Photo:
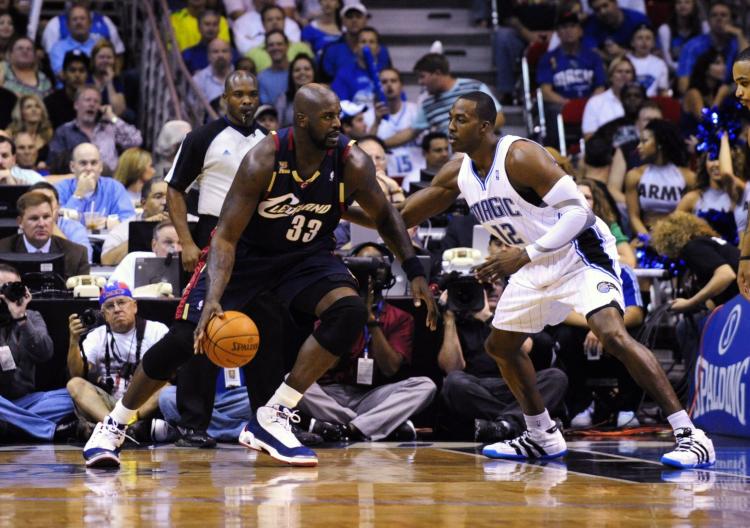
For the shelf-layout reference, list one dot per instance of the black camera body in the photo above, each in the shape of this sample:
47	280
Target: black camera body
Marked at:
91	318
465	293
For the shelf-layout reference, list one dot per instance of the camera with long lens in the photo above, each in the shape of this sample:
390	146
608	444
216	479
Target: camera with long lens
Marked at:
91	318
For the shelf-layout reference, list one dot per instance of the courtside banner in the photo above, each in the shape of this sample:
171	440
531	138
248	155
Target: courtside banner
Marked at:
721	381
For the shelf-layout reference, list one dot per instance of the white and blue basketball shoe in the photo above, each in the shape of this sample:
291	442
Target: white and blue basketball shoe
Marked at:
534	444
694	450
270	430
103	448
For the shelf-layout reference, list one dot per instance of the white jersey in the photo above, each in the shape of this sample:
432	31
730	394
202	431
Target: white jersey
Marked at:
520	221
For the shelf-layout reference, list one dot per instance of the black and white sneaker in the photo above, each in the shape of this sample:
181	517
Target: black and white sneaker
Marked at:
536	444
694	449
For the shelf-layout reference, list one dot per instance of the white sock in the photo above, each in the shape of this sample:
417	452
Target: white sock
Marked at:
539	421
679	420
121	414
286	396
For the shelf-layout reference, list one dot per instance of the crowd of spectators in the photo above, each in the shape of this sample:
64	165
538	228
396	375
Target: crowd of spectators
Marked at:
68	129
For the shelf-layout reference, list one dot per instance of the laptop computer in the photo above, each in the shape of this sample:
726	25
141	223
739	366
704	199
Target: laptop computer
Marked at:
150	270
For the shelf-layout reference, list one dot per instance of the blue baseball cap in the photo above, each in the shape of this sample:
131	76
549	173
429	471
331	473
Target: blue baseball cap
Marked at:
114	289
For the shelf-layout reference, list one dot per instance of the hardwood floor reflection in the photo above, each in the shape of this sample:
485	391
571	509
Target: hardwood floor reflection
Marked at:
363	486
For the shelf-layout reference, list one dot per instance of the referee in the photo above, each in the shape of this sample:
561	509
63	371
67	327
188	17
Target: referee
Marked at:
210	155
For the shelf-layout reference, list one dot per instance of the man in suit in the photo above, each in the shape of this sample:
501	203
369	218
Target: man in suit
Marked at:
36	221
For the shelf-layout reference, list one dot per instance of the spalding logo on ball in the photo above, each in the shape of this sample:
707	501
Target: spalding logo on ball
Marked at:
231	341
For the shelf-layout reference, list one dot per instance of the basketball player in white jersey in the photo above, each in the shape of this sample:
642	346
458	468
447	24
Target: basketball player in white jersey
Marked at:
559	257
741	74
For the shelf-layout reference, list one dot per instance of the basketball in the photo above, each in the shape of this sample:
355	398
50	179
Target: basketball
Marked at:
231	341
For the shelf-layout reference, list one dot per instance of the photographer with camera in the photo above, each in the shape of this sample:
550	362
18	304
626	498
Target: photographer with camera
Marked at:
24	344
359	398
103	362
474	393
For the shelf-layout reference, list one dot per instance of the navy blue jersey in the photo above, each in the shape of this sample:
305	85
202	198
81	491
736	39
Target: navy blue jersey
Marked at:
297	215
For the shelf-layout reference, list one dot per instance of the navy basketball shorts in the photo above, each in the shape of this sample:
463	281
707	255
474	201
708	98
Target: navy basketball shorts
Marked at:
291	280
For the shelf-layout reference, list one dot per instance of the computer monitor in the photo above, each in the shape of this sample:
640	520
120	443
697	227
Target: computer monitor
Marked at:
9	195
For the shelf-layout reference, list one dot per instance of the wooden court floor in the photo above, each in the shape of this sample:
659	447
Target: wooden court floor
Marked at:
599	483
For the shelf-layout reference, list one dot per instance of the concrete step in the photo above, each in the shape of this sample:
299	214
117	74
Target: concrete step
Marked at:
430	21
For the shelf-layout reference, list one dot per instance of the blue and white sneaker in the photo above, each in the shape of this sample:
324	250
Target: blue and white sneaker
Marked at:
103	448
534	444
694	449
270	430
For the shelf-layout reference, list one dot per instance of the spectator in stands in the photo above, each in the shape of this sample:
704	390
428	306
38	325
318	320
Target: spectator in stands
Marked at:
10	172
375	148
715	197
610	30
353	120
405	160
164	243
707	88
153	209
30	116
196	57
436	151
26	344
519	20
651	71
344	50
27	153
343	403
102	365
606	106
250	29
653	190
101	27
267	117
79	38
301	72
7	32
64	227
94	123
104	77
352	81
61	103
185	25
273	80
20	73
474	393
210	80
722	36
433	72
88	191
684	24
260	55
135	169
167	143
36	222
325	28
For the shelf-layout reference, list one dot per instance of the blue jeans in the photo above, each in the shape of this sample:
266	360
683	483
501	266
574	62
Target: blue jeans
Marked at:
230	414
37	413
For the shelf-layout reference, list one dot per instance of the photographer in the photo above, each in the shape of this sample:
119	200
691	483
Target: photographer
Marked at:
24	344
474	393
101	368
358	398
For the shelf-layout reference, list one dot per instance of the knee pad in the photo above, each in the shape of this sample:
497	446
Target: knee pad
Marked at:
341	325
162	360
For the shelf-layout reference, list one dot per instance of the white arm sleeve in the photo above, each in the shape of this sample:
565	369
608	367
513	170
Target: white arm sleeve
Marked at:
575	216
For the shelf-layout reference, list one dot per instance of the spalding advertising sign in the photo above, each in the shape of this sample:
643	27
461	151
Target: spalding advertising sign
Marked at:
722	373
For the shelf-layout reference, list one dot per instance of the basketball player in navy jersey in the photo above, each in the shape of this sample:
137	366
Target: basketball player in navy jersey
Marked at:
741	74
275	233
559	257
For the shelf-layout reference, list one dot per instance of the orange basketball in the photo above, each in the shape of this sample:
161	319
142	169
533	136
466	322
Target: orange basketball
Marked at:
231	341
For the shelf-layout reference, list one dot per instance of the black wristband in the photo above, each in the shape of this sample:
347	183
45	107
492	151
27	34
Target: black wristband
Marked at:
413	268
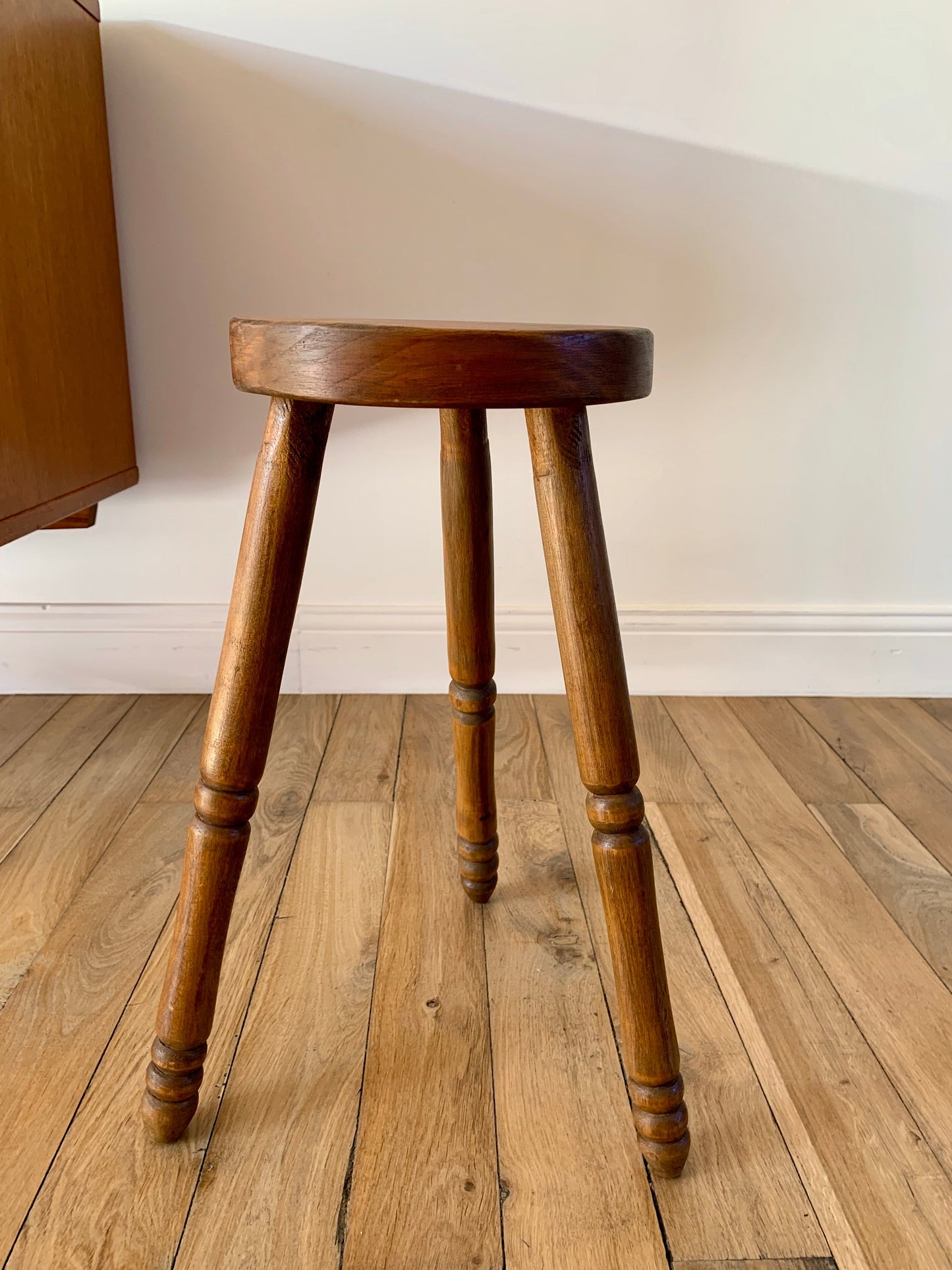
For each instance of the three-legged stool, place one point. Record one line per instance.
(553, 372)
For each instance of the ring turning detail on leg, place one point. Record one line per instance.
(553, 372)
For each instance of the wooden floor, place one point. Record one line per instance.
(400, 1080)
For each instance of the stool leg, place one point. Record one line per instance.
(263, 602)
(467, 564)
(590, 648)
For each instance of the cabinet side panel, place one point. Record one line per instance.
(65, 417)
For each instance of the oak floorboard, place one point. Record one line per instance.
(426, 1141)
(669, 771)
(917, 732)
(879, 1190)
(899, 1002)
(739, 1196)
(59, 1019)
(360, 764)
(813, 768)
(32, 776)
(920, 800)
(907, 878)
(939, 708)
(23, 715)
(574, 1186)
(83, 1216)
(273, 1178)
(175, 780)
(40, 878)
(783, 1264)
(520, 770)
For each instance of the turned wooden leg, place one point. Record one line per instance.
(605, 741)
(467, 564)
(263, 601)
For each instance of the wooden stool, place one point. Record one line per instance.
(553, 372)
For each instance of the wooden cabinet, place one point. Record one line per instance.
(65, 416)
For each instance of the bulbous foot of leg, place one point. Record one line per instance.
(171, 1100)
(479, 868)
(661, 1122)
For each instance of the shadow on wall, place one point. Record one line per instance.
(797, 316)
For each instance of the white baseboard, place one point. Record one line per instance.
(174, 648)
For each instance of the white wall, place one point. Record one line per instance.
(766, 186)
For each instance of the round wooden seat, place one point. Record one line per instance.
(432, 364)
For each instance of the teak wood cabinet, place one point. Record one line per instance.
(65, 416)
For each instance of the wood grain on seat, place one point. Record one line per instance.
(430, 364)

+===+

Leave the pictures out, and transcribe each of the records exactly.

■ Answer to this task ■
Photo:
For the shelf-layout reference, list one dot per instance of the black camera body in the photo above, each in the shape of this sample:
47	280
Target: black camera body
Marked at:
91	318
465	293
For the shelf-layout reference, list one dot per instance of the camera with long lens in the photo above, each in the shape of this sample:
390	146
608	444
216	479
Target: camera with long lens
Marked at:
91	318
For the shelf-layout reference, list one dot per instance of the courtside banner in the photo above, each in the shape of this sample:
171	440
531	138
248	155
Target: courtside banner
Marked at:
721	381
For the shelf-layout reference, list one dot per instance of the white and blue basketball shoe in the photo above, each in the shape of this sample:
291	442
Target: white and blue basketball shoe
Marked at:
534	444
694	450
270	430
103	448
For the shelf-layout reference, list one dot per instance of the white jersey in the photo above, each in the shape of this sample:
432	31
730	394
202	431
Target: white jersey
Marked at:
520	221
For the shelf-layout reference, list one dot per instance of the black and white sneaker in the photo above, each in the shape of this sample:
181	517
Target: black and white sneaker
Marked at:
536	444
694	449
For the shelf-layout reference, list one dot per instance of the white sock in the photo above, each in the shape of this sample:
417	452
Target: white sock
Marked at:
539	421
679	420
121	414
286	396
For the shelf-layout reference, list one dot per instance of the crowd of spectators in the photo above, each in the shape of this sample:
64	165
538	228
396	375
Target: crowd of spectators
Marked at:
68	129
For the shelf-layout reference, list one dot per instance of the laptop computer in the photo above, each in the shape of this sample:
726	25
141	223
739	366
704	199
Target: laptop computer
Marked at:
150	270
For the shelf-layout reference, list one dot per instance of the blue baseball cap in the photo above, each in the shape of this sample:
131	76
549	173
429	471
331	473
Target: blue baseball cap
Marked at:
114	289
For the shelf-layout reference, list one dot per instance of the hardwood floor reflection in the photo above, each in the shape of this sample:
485	391
571	509
Target: hardwood floor reflection
Marked at:
363	486
For the shelf-layout reference, list one dot per instance of the referee in the photo above, each in the shape of this sample:
561	509
63	371
67	327
188	17
Target: referee
Marked at:
210	155
For the shelf-layout reference, list one dot per instance of the man in suit in the photo above, each in the shape of this sample:
501	203
369	218
Target: man in suit
Marked at:
36	221
For the shelf-layout reference, list one dot per instance of the spalding logo on ball in the photo above, each in the shape of this sample:
707	501
Target: spalding logo on ball
Marked at:
231	341
For the shelf-layout reference, list one dot per instance of the basketball player in white jersey in the photo above, each in the shape of this sample:
642	346
458	468
447	24
Target: basketball player in white jersey
Marked at:
559	257
741	74
For the shelf-layout reference, list one dot per instance of the basketball in the photo above, each in the shape of this sample:
355	398
50	179
Target: basketball
Marked at:
231	341
For the shelf-layout reference, list one dot per instance of the photographer with camera in the photo above, each in the shape of this sample:
550	362
18	304
626	498
Target: photographer with camera
Marked at:
24	344
359	398
103	362
474	393
For the shelf-layout reference, list one dot per instance of the navy blue jersey in the photo above, each in the shape of this sample:
305	85
202	198
81	491
736	39
Target: navy blue jersey
Marked at:
297	215
For the shelf-layout reference, list one dot per instance of the navy basketball shorts in the photo above, each in the shape of this sample:
463	281
707	255
474	201
708	98
Target: navy basketball shorts
Marked at:
291	280
For the shelf-layout reference, list one dot per instance of the computer monitor in the photo above, each in the shape of this sample:
640	520
120	443
697	227
Target: computer monitor
Marked at:
9	195
For the shelf-layout reference, list one dot per instance of the wooden court floor in the photo above, each in the shape of this sample:
659	447
Target: wooden court floor
Marked at:
599	483
For the shelf-layout reference, list one dot per instance of the concrete step in the photo above, each in the shape of this sample:
299	214
117	74
Target: concrete step
Marked at:
430	21
For the shelf-layout reference, list one dot per instance of the blue and white sneaker in the photo above, each in the shape of this sample:
324	250
Target: blue and white sneaker
Marked at:
103	448
534	444
694	449
270	430
For the shelf-layout reference, list one dot per instance of the spectator in stands in the photo above, each in the shape of this sample:
704	390
428	306
38	325
318	320
Target: spectator in stands
Marked at:
10	172
375	148
715	197
610	30
353	120
405	160
164	243
707	88
153	209
30	116
196	57
436	151
26	344
519	20
651	71
344	50
27	153
343	403
102	365
606	106
250	29
653	190
101	27
267	117
79	38
301	72
7	32
64	227
94	123
104	77
352	81
61	103
185	25
273	80
20	73
474	393
210	80
722	36
433	72
88	191
684	24
260	55
135	169
167	143
36	222
325	28
For the shelf-layout reference, list one dot per instance of the blue jeans in the photo above, each in the shape of this sample:
266	360
683	483
501	266
574	62
Target: blue jeans
Marked at:
230	414
37	413
For the shelf-layout reference, list one dot per instance of the photographer in the photo above, each in the shape of this sample:
119	200
691	483
Target: photographer
Marked at:
24	344
474	393
101	368
358	398
For the shelf-layout reference, list one dot per instance of the knee pad in the photo above, each in the shape of this sample:
497	446
Target: knee pad
Marked at:
341	325
162	360
For the shelf-layout reference, list one dot per instance of the white arm sleeve in the photo above, each in the shape of this sample:
565	369
608	367
513	170
Target: white arm sleeve
Marked at:
575	216
For the shelf-layout reference, list one dot per instance of the spalding advertising sign in the photo above, each in the shape of this sample:
643	27
461	151
Target: spalding advertising sign
Marked at:
722	373
For the shelf-layout reference, list one dot per instance of the basketball player in navy jersey in the photo above, each in the shape of this sample:
137	366
Target: basketball player in navy jersey
Marked at:
741	74
275	233
559	257
For the shelf-layout reference, list one dot per instance of the orange basketball in the photo above, each in the shape of this sample:
161	319
142	169
533	136
466	322
Target: orange basketball
Marked at:
231	341
For the shelf-layout reference, list one dot per instance of the black wristband in the photo above, each in the shape of this sample:
347	183
45	107
492	151
27	34
Target: black wristband
Marked at:
413	268
For each instance of the three-legged stool, place one point. Record one line per instance.
(553, 372)
For each instance of the ring turning detail on leg, place one point. Record one line per instance.
(553, 372)
For each instance of the wooden floor, place one point. Record one line per instance.
(400, 1080)
For each instance of the stool leg, place one point. Record one line per instance.
(263, 602)
(467, 564)
(590, 648)
For each instance of the cabinet side panel, place one point. Record one line per instance.
(65, 417)
For each instance of the oak floorboard, place one point. Record one line per instance.
(426, 1141)
(669, 771)
(917, 732)
(879, 1190)
(899, 1002)
(739, 1196)
(59, 1019)
(360, 764)
(813, 768)
(32, 776)
(920, 800)
(907, 878)
(939, 708)
(23, 715)
(574, 1186)
(83, 1216)
(273, 1178)
(175, 780)
(40, 878)
(783, 1264)
(520, 770)
For each instance of the turned wooden leg, place one point. Record one line per instance.
(605, 741)
(467, 564)
(263, 601)
For each instance of the wooden stool, place one point. Record one line per instance.
(553, 372)
For each instance of the wooden cabinet, place one point. Record one line per instance.
(65, 416)
For each instance of the bulbous foot of leg, place one point. Record one line per instance.
(171, 1100)
(479, 868)
(661, 1122)
For each instance of the shadow on wall, place one point. Record one line per instance.
(797, 316)
For each instance of the white baseboard, place one point. Record one line per instance.
(174, 648)
For each instance of the white wall, place one point. Record one line per instance.
(766, 186)
For each instance of the round wooden seat, place one point. Record one line per instance.
(432, 364)
For each instance of the teak wood cabinet, place one point. Record one line per instance.
(65, 416)
For each instance of the wood grain on seat, place one point. Record one line per instance.
(430, 364)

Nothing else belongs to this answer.